**To do:** Reproduce each of the following rows word for word, changing nothing.

Location identification entries

========================================================================

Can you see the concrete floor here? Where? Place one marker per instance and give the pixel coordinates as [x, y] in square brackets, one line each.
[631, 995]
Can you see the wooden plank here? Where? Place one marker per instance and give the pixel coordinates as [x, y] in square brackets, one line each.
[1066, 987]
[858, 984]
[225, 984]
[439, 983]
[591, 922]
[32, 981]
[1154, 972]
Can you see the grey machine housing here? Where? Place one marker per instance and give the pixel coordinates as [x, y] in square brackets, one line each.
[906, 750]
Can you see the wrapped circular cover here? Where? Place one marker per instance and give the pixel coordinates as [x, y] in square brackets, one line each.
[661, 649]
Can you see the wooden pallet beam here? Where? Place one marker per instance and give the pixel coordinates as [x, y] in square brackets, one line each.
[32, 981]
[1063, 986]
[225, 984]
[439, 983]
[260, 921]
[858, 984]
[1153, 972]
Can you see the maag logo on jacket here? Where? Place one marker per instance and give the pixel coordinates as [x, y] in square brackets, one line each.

========================================================================

**Output of the exercise:**
Can you see the concrete floor here? Where? Place one marker per instance and give the pixel coordinates as [x, y] in square brackets, one line each.
[631, 995]
Can you see the wooden plank here? Where? Place one marker per instance and give the pixel coordinates as [x, y] in square brackets, one line each.
[1066, 987]
[858, 984]
[225, 984]
[439, 983]
[591, 922]
[32, 981]
[1154, 972]
Can you see the grey machine housing here? Where? Place one marker per instance and give the pixel coordinates as [x, y] in square brackets, one line each.
[906, 750]
Can you see the wrapped circular cover here? Where? Place one marker per instance and give the pixel coordinates as [x, y] in square brackets, one line each.
[661, 649]
Can you see the wooden pallet beam here? Where? Place one marker per instance and give the pixel coordinates as [x, y] in square brackets, one line each.
[32, 981]
[1063, 986]
[225, 984]
[439, 983]
[260, 921]
[858, 984]
[1153, 972]
Can you see the maag logo on jacket here? Where? Place one marker per instance and give the pixel coordinates as [x, y] in square brackets, one line each.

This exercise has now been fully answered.